WHAT NEEDS TO BE DONE. Repeat exactly the lines from the line containing "Reviewer note: check that each instance of the pair" to the last line of the listing, including both.

AVAILABLE RECORDS.
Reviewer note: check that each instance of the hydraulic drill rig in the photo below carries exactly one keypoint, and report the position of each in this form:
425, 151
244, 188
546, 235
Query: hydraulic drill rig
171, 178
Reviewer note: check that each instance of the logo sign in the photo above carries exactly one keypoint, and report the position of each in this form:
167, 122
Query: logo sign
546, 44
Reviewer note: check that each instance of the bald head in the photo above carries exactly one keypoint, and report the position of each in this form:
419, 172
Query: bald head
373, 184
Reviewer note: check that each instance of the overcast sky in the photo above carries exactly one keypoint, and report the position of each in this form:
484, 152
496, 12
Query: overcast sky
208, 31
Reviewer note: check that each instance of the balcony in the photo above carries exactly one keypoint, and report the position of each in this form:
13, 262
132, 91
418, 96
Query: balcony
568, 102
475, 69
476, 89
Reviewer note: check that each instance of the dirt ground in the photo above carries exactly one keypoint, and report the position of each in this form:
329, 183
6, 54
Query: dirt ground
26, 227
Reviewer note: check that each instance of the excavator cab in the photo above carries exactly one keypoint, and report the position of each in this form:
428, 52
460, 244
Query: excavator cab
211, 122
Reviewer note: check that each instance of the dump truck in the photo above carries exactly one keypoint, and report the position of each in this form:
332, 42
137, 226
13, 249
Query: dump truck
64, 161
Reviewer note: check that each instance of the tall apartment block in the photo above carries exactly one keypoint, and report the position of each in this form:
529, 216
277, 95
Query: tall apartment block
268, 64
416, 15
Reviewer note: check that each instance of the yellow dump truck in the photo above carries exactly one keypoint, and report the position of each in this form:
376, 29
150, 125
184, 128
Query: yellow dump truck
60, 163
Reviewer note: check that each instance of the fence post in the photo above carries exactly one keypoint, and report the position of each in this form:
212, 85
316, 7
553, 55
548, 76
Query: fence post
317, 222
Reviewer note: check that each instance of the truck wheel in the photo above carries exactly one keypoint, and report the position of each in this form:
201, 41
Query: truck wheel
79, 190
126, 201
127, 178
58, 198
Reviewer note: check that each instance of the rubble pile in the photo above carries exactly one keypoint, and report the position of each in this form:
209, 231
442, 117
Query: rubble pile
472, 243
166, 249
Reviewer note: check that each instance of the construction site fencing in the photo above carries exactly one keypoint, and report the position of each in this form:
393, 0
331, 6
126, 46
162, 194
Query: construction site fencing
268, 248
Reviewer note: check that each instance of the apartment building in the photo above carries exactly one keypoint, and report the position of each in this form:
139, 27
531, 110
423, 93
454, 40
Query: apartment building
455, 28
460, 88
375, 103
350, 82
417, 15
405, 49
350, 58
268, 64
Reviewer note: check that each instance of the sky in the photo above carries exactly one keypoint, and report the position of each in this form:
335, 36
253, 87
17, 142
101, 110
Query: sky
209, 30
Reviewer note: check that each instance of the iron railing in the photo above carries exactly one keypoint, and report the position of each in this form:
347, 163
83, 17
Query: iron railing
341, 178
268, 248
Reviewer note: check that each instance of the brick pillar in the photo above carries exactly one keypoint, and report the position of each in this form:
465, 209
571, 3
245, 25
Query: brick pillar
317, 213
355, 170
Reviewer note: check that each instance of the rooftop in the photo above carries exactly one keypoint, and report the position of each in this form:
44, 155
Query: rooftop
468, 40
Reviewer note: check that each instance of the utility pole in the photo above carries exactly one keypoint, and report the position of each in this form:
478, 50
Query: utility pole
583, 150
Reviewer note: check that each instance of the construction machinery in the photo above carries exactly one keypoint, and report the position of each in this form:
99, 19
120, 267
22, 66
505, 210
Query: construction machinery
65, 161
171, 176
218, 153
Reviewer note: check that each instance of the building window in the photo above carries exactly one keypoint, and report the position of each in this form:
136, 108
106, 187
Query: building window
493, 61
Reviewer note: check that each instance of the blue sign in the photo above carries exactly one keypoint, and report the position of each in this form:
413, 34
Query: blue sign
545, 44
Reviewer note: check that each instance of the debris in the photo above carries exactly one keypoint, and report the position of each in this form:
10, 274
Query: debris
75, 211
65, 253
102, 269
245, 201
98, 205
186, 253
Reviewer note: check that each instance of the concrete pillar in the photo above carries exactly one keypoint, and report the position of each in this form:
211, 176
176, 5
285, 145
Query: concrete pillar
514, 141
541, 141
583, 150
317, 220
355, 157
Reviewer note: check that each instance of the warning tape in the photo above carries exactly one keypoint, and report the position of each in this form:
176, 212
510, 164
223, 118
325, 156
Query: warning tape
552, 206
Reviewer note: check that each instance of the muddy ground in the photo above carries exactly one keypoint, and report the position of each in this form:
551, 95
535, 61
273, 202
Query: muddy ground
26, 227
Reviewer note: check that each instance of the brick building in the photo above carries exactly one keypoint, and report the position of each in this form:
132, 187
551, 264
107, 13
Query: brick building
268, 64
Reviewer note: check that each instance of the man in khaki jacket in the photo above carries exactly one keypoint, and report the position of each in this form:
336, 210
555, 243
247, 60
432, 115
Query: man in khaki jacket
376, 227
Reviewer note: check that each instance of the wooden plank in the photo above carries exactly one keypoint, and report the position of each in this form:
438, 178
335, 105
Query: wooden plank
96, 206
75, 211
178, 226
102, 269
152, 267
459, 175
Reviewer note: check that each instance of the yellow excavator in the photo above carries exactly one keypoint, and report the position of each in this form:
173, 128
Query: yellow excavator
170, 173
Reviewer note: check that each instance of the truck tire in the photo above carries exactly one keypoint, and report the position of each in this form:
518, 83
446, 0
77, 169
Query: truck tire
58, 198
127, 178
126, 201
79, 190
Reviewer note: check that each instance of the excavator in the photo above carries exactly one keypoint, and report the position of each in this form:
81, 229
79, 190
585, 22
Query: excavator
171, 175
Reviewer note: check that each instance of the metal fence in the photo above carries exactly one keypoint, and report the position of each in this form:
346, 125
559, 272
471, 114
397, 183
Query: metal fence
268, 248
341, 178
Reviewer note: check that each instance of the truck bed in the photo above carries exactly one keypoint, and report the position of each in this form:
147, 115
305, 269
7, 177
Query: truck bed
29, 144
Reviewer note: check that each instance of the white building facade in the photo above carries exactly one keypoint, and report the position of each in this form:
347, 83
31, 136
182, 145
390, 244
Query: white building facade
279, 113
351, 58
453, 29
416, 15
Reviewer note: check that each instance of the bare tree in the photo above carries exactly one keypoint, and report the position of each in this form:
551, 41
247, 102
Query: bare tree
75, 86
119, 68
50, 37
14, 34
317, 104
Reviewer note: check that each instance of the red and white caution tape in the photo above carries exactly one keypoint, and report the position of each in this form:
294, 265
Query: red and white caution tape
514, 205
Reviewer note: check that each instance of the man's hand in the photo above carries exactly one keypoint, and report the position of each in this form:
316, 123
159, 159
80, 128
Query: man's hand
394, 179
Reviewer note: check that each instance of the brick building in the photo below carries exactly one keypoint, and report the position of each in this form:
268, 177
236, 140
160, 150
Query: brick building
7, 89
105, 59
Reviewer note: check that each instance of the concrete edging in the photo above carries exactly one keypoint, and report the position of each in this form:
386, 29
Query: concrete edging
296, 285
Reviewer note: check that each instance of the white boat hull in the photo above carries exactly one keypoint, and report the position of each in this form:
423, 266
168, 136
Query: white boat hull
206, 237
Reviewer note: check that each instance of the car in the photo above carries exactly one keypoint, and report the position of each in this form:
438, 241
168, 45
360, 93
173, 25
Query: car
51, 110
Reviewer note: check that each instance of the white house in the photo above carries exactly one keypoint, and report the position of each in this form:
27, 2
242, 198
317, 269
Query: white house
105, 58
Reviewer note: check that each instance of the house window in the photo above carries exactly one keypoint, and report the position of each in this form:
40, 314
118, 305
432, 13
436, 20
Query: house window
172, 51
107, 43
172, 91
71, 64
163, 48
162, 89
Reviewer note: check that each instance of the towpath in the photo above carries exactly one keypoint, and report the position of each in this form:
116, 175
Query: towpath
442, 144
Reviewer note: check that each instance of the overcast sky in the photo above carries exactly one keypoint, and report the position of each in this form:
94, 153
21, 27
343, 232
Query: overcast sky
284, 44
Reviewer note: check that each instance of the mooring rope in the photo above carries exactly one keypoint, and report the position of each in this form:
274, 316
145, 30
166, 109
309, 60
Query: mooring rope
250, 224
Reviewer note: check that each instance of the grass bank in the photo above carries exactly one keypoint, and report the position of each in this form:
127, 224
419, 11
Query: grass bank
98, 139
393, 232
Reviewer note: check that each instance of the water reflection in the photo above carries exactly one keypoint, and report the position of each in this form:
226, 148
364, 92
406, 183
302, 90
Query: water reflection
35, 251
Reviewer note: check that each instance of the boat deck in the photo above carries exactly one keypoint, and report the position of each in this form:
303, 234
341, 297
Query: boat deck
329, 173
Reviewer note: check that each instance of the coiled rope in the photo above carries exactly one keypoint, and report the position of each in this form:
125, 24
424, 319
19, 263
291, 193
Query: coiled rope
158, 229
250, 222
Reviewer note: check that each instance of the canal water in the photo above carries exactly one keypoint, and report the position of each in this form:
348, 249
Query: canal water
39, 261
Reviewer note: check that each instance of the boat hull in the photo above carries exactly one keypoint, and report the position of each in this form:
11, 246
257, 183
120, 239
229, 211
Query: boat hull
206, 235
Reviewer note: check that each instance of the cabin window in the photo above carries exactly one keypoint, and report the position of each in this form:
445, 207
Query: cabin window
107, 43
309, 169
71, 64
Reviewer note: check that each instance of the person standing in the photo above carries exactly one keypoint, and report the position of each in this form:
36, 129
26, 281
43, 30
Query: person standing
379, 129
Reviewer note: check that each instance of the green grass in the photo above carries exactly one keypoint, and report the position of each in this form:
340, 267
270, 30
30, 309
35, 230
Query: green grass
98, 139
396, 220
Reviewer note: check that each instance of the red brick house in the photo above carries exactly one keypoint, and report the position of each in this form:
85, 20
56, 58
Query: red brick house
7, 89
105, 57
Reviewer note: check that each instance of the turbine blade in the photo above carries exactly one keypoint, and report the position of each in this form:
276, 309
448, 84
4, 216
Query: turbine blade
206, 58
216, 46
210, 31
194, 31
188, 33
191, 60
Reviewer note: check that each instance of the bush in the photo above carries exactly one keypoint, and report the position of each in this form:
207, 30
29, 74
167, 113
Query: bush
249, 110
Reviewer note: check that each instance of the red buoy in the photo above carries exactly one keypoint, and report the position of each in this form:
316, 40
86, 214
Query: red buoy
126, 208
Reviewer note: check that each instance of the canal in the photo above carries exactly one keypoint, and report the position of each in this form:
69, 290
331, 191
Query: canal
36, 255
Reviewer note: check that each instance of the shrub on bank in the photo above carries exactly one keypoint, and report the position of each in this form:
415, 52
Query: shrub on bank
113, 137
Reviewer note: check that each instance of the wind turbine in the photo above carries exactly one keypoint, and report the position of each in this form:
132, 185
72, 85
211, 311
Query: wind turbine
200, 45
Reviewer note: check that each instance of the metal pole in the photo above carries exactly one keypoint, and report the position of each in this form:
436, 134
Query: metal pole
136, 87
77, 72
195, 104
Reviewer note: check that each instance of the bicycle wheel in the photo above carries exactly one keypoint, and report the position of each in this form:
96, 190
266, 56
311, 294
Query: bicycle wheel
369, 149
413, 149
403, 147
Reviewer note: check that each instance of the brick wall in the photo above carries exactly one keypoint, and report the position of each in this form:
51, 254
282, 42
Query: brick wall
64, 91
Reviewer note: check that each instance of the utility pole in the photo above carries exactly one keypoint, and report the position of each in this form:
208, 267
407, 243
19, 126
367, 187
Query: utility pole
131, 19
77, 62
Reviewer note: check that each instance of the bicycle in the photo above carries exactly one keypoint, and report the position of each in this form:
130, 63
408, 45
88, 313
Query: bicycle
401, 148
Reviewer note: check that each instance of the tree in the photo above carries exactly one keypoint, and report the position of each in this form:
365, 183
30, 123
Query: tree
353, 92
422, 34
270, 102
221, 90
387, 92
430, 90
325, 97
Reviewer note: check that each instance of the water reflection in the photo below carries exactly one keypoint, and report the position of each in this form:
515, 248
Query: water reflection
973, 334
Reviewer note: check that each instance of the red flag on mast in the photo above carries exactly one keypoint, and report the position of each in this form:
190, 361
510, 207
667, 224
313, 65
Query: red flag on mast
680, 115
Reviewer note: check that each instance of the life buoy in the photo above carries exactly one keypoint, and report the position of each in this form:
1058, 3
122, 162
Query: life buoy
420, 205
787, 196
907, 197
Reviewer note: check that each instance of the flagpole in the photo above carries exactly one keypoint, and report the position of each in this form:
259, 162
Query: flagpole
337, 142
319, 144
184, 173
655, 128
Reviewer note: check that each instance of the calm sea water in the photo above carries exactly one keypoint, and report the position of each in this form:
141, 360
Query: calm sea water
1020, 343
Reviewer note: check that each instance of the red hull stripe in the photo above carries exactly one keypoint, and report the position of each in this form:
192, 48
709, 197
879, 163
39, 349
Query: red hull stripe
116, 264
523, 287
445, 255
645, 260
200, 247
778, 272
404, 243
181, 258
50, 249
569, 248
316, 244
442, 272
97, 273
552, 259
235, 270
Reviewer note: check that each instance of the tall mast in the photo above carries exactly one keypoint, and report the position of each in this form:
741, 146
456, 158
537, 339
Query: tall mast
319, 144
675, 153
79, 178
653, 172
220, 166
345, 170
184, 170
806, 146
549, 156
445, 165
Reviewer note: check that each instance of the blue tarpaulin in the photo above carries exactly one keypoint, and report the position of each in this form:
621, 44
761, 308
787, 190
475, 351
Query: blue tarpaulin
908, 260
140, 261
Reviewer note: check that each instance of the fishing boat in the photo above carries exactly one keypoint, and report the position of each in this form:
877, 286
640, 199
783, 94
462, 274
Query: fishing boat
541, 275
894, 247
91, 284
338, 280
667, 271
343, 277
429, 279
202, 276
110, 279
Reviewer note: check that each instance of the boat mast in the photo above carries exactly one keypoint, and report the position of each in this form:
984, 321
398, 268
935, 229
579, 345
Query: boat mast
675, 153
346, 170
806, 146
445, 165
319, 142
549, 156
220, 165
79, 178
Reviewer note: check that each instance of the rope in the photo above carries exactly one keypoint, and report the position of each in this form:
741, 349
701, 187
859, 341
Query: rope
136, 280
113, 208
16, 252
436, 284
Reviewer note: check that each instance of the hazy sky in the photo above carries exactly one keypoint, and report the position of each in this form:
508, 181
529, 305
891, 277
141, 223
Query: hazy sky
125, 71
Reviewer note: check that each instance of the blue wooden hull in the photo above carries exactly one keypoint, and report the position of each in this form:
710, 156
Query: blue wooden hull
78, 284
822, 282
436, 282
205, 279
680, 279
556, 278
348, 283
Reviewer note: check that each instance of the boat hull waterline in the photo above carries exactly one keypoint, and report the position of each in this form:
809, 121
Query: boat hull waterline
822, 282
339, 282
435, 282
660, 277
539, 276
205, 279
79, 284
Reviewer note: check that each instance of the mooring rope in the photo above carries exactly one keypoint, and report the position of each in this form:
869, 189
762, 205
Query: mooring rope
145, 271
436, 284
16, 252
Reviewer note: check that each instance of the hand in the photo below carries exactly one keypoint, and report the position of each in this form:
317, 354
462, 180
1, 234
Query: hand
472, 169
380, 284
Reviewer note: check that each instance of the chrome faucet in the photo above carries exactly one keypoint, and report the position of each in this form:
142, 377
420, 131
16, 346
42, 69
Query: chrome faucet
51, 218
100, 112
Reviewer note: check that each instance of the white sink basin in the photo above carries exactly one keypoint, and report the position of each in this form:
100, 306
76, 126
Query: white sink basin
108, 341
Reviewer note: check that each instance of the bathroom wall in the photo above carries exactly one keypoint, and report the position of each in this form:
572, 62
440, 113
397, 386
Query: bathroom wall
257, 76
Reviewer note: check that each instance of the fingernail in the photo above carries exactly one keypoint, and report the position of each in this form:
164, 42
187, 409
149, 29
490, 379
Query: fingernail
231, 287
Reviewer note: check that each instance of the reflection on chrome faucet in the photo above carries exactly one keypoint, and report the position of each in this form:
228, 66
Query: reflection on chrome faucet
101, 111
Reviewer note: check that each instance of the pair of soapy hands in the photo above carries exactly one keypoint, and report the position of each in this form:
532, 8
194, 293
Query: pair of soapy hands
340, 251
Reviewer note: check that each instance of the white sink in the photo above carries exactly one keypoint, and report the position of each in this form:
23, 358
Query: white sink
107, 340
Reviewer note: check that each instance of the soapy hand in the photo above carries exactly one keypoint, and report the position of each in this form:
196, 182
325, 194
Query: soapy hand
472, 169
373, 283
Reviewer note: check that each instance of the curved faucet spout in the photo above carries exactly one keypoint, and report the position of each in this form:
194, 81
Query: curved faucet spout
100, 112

ANSWER TO THE PROBLEM.
Reviewer note: check that each instance of the pair of soapy hands in the photo above carries exactly one keypoint, and report the position of each in this form:
532, 8
194, 293
Query: pair of soapy hands
340, 251
Reviewer note: check that each instance of the white sink in the photo above carries exactly one keypoint, and report the position of each in this form:
23, 358
Query: white sink
107, 340
Reviewer note: check that each instance of the soapy hand in the photo above carries exactly one keypoint, and report the position of each in this form:
196, 182
325, 194
Query: soapy hand
472, 169
373, 283
Reviewer note: check that each instance of the curved faucet spout in the photo above carries exactly one keypoint, and report the position of each in this form:
194, 81
Query: curved faucet spout
100, 112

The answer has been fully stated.